BAGIAN TEKS:
Parliementary dan President Treshold Tak Diperlukan Lagi, Ini Penjelasan Margarito si Pakar Hukum
[tajukindonesia.net] Pakar Hukum Tata Negara Margarito Kamis menilai ambang batas
parlemen (Parliementary Treshold) dan President Treshold tidak perlu diterapkan
lagi. Alasannya, karena Pemilihan Legislatif dan Pemilihan Presiden 2019
mendatang akan diberlakukan secara serentak.
"Mengacu
Putusan MK, pemilu itu memilih legislatif dan presiden pada saat yang
bersamaan, penyelenggarannya satu hari atau dihari yang sama. Peserta pemilu
adalah partai politik, yang bisa usung caleg dan capres. Itu konsekuensi dari
pemilu serentak," ujar Margarito Kamis dalam diskusi dengan tema 'RUU
Pemilu dan Pertaruhan Demokrasi", Jakarta, Sabtu (14/1/2017).
Margarito
menambahkan sebenarnya tidak ada landasan konstitusional tentang penetapan
ambang batas parlemen maupun presiden dalam pemilu. Sehingga, menurut dia,
pemberlakuan Parliementary Treshold maupun President Treshold itu
inkonstitusional karena akan menyebabkan adanya dominasi dari kaum mayoritas
"Iya,
maka threshold (ambang batas) jadi inkonstitusional. Parliementary kita jangan
ikut Jerman, Turki karena mereka tidak punya Pancasila dan UUD 1945,"

CUPLIKAN DATA:
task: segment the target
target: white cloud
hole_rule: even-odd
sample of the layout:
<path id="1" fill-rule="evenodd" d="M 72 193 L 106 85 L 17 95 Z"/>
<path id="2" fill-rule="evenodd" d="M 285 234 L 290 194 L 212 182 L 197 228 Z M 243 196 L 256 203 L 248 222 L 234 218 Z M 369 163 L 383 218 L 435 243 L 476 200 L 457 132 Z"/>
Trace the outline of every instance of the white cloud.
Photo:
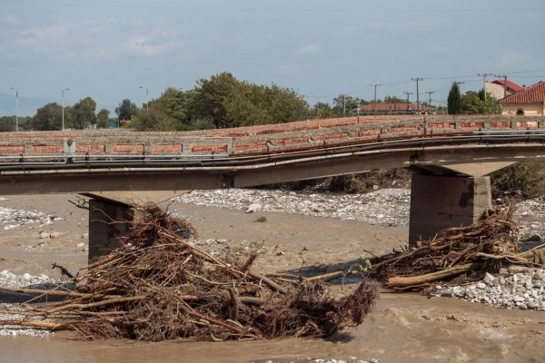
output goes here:
<path id="1" fill-rule="evenodd" d="M 0 26 L 16 25 L 19 23 L 19 19 L 12 14 L 6 14 L 5 15 L 0 16 Z"/>
<path id="2" fill-rule="evenodd" d="M 526 61 L 528 61 L 528 54 L 519 52 L 506 51 L 501 54 L 498 61 L 498 68 L 508 69 L 510 67 L 516 67 L 521 64 L 524 64 Z"/>
<path id="3" fill-rule="evenodd" d="M 299 54 L 299 55 L 309 55 L 309 54 L 316 54 L 319 51 L 320 51 L 320 45 L 313 43 L 312 44 L 307 44 L 307 45 L 302 46 L 301 48 L 299 48 L 295 51 L 295 54 Z"/>

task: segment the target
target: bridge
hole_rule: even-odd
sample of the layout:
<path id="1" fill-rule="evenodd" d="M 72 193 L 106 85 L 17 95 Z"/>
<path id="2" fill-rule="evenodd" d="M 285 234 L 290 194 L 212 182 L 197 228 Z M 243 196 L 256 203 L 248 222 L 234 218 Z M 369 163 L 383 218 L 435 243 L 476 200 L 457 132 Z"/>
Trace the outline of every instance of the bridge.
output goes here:
<path id="1" fill-rule="evenodd" d="M 408 168 L 414 243 L 473 222 L 490 205 L 490 172 L 545 160 L 544 123 L 542 116 L 356 116 L 186 132 L 6 132 L 0 195 L 91 196 L 94 257 L 127 228 L 101 221 L 129 221 L 139 201 Z"/>

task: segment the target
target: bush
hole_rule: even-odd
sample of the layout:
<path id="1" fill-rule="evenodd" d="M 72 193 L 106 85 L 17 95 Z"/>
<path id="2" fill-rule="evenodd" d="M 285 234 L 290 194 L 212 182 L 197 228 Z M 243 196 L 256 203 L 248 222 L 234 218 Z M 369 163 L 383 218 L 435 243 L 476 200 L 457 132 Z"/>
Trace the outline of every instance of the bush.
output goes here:
<path id="1" fill-rule="evenodd" d="M 545 163 L 542 162 L 517 162 L 490 174 L 492 196 L 520 194 L 524 198 L 536 197 L 545 191 Z"/>

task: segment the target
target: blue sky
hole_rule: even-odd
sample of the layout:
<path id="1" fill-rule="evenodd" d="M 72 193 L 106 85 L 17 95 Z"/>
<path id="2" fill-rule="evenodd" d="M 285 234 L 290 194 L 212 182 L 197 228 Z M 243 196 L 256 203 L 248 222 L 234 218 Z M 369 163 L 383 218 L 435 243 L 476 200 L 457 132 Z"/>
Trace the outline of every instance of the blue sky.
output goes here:
<path id="1" fill-rule="evenodd" d="M 446 102 L 478 74 L 545 80 L 543 0 L 0 0 L 0 116 L 90 96 L 114 110 L 231 72 L 296 90 L 311 105 L 340 93 Z M 411 95 L 411 101 L 416 94 Z M 112 116 L 114 116 L 112 114 Z"/>

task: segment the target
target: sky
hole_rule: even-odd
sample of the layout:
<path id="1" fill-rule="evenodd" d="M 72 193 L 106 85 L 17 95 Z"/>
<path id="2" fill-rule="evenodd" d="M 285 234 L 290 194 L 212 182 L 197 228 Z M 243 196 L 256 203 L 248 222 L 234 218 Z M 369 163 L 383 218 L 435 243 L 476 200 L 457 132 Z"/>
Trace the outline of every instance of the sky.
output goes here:
<path id="1" fill-rule="evenodd" d="M 339 94 L 446 103 L 478 74 L 545 80 L 543 0 L 0 0 L 0 116 L 85 97 L 112 111 L 223 72 L 312 106 Z M 141 88 L 143 87 L 143 88 Z M 12 89 L 13 88 L 13 89 Z"/>

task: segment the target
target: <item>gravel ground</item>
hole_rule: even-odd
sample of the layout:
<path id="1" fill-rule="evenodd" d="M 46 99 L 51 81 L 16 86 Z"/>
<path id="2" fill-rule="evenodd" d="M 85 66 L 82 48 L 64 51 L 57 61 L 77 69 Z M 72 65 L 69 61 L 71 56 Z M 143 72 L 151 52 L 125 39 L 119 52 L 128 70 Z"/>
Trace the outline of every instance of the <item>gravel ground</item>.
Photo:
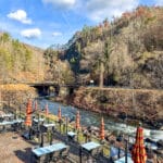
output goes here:
<path id="1" fill-rule="evenodd" d="M 32 146 L 16 133 L 0 133 L 0 162 L 30 163 Z"/>

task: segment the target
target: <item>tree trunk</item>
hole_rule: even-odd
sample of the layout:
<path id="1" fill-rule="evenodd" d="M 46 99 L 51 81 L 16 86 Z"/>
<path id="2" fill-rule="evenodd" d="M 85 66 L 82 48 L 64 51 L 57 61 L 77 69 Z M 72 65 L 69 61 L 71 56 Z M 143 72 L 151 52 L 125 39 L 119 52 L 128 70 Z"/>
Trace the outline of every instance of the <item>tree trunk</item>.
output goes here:
<path id="1" fill-rule="evenodd" d="M 100 62 L 100 82 L 99 82 L 100 88 L 103 88 L 103 73 L 104 73 L 103 62 Z"/>

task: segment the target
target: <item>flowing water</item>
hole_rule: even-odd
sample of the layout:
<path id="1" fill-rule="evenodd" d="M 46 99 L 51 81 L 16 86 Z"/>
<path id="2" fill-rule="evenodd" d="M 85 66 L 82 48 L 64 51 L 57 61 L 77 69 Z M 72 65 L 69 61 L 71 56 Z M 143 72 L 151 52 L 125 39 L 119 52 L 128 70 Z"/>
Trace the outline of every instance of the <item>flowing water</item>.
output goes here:
<path id="1" fill-rule="evenodd" d="M 80 124 L 83 126 L 96 126 L 100 127 L 101 117 L 104 120 L 104 127 L 108 130 L 114 130 L 117 133 L 126 133 L 129 135 L 135 135 L 136 127 L 126 125 L 125 123 L 117 122 L 117 120 L 113 120 L 108 115 L 103 115 L 100 113 L 93 113 L 90 111 L 79 110 L 72 105 L 63 105 L 59 102 L 52 102 L 46 99 L 38 101 L 40 108 L 43 110 L 45 105 L 48 103 L 49 111 L 53 114 L 58 114 L 59 108 L 61 108 L 62 116 L 67 116 L 70 120 L 75 120 L 76 112 L 80 112 Z M 163 130 L 150 130 L 145 128 L 145 136 L 150 137 L 154 140 L 163 139 Z"/>

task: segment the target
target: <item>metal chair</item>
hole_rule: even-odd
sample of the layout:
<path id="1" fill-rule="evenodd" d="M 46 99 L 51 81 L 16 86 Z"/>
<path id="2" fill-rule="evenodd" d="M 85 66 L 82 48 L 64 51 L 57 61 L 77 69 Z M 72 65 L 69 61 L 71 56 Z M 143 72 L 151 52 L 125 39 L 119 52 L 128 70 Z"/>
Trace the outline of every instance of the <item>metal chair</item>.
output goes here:
<path id="1" fill-rule="evenodd" d="M 63 149 L 63 150 L 61 151 L 61 153 L 60 153 L 60 154 L 61 154 L 61 158 L 62 158 L 62 159 L 67 158 L 67 156 L 68 156 L 68 152 L 70 152 L 70 147 Z"/>

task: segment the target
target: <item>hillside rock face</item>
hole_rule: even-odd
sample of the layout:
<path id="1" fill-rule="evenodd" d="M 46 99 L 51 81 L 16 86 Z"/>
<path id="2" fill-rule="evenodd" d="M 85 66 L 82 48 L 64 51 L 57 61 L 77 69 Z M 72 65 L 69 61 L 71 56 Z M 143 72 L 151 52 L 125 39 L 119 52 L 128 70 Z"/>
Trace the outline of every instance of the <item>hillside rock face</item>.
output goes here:
<path id="1" fill-rule="evenodd" d="M 64 54 L 77 82 L 99 85 L 100 62 L 105 86 L 163 88 L 163 8 L 139 7 L 113 22 L 85 26 Z"/>
<path id="2" fill-rule="evenodd" d="M 73 105 L 114 117 L 139 120 L 150 125 L 163 123 L 163 91 L 115 88 L 79 88 Z"/>

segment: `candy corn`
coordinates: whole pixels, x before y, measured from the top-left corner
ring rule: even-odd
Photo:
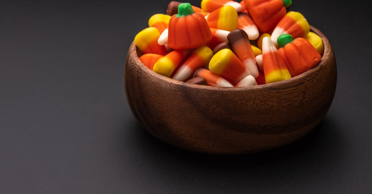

URAIAN SOAL: Salin ulang bagian artikel tentang ambang batas pemilu di antara "Parliementary dan President" dan "Jakarta, Sabtu (14/1/2017).", termasuk kedua kata batas itu. Gunakan hanya artikel tentang ambang batas pemilu sebagai sumber, bukan listing.

HASIL LENGKAP:
Parliementary dan President Treshold Tak Diperlukan Lagi, Ini Penjelasan Margarito si Pakar Hukum
[tajukindonesia.net] Pakar Hukum Tata Negara Margarito Kamis menilai ambang batas
parlemen (Parliementary Treshold) dan President Treshold tidak perlu diterapkan
lagi. Alasannya, karena Pemilihan Legislatif dan Pemilihan Presiden 2019
mendatang akan diberlakukan secara serentak.
"Mengacu
Putusan MK, pemilu itu memilih legislatif dan presiden pada saat yang
bersamaan, penyelenggarannya satu hari atau dihari yang sama. Peserta pemilu
adalah partai politik, yang bisa usung caleg dan capres. Itu konsekuensi dari
pemilu serentak," ujar Margarito Kamis dalam diskusi dengan tema 'RUU
Pemilu dan Pertaruhan Demokrasi", Jakarta, Sabtu (14/1/2017).